═════ Recorded data ═════
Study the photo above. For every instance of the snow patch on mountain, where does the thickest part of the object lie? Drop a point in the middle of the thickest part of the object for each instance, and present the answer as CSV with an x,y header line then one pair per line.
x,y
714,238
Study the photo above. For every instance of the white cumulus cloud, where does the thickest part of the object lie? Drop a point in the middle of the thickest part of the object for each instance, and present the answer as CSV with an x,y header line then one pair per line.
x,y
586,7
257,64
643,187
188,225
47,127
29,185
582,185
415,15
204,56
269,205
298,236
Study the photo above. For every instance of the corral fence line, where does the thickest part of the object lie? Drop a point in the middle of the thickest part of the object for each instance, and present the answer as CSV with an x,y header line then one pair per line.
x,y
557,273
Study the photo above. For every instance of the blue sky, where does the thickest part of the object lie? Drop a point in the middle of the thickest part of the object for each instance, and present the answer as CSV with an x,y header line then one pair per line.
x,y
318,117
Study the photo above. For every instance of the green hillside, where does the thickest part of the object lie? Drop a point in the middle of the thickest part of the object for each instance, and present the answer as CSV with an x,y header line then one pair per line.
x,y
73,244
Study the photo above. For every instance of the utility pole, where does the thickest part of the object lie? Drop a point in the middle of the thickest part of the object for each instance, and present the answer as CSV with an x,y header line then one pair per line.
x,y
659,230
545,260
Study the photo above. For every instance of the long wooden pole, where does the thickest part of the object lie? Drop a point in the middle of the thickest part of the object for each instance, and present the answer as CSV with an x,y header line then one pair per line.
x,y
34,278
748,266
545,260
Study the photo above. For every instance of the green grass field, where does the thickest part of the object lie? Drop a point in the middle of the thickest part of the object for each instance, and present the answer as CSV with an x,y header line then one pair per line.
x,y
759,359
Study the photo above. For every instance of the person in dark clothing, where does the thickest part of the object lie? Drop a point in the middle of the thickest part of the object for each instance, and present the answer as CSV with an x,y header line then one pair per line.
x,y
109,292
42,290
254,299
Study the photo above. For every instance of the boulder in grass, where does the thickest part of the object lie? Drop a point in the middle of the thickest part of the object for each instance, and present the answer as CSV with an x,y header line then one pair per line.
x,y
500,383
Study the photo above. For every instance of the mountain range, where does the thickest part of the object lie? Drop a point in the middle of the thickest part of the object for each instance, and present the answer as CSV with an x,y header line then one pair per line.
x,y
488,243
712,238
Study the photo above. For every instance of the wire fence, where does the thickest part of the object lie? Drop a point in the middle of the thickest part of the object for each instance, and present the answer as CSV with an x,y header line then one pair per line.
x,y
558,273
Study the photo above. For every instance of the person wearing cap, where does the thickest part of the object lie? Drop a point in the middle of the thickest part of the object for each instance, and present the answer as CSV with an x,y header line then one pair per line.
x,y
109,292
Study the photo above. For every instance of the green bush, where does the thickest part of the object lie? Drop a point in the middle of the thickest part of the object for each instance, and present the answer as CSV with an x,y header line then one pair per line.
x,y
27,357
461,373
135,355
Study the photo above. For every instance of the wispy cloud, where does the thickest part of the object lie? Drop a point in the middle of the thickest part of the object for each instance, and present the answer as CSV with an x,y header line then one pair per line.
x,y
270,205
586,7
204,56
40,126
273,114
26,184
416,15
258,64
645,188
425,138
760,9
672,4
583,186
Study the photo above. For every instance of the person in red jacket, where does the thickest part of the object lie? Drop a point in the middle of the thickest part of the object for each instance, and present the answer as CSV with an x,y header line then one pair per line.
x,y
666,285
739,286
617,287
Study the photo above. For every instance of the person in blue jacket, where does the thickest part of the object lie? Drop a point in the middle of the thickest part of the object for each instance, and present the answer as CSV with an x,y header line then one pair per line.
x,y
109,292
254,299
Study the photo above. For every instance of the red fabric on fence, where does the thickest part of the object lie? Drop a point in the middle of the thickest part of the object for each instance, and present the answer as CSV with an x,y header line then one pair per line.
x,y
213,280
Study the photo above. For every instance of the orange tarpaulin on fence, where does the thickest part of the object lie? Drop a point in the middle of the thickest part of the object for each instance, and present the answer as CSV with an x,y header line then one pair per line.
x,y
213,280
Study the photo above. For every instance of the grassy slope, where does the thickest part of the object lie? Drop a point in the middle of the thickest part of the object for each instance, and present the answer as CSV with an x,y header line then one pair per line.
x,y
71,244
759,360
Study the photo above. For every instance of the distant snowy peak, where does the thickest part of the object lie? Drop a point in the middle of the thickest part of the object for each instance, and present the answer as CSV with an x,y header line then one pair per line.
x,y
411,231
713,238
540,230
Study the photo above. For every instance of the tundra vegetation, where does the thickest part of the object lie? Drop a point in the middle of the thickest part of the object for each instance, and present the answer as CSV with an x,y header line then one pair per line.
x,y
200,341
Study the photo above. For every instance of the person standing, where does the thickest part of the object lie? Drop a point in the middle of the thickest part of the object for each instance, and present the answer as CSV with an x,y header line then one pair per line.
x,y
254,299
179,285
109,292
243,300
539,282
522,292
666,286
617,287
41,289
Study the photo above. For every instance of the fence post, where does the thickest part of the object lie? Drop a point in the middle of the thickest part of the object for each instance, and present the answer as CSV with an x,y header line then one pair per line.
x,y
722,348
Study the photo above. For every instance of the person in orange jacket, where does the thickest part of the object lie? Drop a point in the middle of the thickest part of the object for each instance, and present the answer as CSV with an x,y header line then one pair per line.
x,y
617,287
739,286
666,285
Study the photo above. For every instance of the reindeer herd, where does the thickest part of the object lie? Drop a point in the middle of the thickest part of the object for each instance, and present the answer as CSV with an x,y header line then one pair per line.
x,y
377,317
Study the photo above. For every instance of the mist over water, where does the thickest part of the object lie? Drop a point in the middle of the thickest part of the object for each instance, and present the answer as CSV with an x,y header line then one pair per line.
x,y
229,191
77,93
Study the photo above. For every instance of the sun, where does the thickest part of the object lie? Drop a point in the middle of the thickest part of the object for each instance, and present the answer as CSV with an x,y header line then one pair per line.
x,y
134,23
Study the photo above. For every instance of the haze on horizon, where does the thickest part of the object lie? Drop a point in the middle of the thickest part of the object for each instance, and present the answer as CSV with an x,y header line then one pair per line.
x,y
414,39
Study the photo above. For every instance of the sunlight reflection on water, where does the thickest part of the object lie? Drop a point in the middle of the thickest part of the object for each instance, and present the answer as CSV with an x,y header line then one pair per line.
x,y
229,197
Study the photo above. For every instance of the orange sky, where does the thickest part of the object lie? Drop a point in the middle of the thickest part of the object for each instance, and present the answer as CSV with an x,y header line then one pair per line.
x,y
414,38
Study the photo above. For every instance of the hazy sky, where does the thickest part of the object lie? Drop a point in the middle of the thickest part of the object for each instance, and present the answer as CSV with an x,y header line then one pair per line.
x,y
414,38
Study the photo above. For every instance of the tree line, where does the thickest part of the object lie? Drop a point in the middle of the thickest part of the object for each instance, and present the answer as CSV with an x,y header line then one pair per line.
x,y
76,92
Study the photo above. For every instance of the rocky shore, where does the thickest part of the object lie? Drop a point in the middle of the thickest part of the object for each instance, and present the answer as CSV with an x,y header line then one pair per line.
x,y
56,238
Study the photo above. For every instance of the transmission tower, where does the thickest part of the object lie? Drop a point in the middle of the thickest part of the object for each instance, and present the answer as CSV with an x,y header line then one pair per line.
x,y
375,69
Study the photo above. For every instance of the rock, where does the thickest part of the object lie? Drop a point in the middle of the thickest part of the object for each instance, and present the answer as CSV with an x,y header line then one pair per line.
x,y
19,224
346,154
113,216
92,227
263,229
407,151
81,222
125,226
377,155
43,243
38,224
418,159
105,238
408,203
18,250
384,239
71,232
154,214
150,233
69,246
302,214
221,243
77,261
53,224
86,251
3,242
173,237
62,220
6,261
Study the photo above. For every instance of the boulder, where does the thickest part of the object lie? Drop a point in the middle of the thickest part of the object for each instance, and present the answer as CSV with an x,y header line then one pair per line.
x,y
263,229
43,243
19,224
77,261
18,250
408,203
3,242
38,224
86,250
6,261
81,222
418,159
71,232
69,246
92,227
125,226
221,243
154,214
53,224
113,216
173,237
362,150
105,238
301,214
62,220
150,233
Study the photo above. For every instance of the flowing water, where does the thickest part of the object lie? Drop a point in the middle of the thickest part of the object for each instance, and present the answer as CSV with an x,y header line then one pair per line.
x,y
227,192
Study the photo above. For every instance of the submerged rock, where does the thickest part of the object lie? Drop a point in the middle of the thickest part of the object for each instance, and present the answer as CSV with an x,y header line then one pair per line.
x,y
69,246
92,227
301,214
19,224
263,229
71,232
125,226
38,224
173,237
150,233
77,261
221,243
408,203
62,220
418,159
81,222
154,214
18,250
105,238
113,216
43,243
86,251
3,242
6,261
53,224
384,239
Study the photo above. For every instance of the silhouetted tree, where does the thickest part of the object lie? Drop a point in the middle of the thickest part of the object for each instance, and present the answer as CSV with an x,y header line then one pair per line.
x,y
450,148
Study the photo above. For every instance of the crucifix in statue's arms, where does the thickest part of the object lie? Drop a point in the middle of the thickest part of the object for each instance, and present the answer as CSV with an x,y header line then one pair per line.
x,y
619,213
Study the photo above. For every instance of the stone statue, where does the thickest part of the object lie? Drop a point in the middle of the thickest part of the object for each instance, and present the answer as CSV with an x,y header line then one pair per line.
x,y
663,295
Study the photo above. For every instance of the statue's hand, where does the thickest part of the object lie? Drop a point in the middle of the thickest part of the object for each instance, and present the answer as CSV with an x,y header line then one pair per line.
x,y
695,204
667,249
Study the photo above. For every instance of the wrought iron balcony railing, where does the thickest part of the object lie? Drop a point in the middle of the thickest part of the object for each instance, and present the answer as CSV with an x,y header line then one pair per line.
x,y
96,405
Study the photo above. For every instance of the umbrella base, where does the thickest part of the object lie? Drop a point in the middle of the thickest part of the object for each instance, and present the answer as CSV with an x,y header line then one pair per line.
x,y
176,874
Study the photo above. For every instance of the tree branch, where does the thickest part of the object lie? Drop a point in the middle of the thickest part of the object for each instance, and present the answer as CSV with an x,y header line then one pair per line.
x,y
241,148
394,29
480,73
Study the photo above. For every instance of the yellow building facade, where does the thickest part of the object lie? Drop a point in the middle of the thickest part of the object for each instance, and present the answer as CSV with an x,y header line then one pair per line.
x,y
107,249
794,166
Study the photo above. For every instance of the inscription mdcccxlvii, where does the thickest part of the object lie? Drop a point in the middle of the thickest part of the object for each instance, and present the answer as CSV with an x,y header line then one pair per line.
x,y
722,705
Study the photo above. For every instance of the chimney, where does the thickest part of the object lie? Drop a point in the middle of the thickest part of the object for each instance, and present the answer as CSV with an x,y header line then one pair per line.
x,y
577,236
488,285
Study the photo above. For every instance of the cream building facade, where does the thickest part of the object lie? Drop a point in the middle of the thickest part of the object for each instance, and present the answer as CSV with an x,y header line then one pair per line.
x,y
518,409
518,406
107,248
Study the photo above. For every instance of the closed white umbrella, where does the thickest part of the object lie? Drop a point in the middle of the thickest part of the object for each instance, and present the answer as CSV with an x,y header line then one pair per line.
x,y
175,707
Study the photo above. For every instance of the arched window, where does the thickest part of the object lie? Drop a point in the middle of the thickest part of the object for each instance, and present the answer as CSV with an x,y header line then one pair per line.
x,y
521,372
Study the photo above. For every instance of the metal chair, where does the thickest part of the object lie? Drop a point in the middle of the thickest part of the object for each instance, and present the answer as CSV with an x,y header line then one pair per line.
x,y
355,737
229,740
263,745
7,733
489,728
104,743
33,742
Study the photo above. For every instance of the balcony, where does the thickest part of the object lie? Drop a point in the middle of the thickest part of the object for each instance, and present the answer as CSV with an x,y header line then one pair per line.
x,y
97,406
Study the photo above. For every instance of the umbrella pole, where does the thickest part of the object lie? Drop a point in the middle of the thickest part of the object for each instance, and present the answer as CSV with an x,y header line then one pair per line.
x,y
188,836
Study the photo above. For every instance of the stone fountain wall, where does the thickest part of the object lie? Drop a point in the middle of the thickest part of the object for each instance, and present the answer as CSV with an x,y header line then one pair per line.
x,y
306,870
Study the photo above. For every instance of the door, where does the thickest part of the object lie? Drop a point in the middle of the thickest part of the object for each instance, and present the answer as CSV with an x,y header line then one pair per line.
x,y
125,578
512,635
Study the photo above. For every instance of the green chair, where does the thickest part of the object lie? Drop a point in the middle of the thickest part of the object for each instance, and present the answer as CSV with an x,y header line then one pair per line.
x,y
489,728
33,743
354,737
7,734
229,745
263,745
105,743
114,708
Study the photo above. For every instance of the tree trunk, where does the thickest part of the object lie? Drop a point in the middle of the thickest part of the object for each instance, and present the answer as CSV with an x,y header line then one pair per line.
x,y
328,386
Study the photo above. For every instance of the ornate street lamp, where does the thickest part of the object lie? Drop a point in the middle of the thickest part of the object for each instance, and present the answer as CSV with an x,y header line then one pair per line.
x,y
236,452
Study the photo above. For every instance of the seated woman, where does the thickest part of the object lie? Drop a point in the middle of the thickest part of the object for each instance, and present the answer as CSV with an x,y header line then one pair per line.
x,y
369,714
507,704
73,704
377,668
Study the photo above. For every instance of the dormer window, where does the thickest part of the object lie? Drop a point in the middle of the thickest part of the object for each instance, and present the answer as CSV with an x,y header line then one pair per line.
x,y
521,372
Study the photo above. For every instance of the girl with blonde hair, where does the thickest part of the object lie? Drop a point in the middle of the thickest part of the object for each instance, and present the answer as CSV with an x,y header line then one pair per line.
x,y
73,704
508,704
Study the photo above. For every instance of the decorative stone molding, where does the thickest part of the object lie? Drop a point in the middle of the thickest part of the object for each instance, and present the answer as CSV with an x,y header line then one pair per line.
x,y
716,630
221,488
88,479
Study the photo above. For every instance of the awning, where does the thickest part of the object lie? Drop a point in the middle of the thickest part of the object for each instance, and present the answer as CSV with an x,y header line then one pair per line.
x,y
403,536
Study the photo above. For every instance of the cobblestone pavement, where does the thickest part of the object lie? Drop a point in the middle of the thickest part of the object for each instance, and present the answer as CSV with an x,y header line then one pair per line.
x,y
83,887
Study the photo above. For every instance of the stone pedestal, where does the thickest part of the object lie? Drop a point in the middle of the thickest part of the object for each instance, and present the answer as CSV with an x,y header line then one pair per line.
═════
What the task requires - Find the line that contains "Study the photo above. For every instance of the decorative". Repeat it and every line after it, exactly as written, up to and including the last line of the records above.

Task answer -
Study the photo above. For every instance of the decorative stone molding, where does the thickest part of the object lie? Drop a point in the middle of the thickest part of the object for each instance, and present the answer as CSV with an x,y header line then one pair per line.
x,y
716,630
221,488
88,479
Study the photo above. For every instance of the awning, where does the thickest part of the object lie? Drop a point in the middle of the thickest part of the object for each instance, and present the answer as CSV with an x,y header line then one pair per line.
x,y
403,536
Study the photo above. For every instance of the cobblestone pavement, where does the thickest part of the object lie? Drop a point in the middle of the thickest part of the object for each instance, and present the answer as CSV with an x,y header line then one pair per line.
x,y
83,887
Study the photo above. For every instance of the stone pedestal, where does the thickest part of the object lie? Drop a point in the middle of the thickest part of the object for each instance, and present the answer as CSV with an x,y header line then one pair per line.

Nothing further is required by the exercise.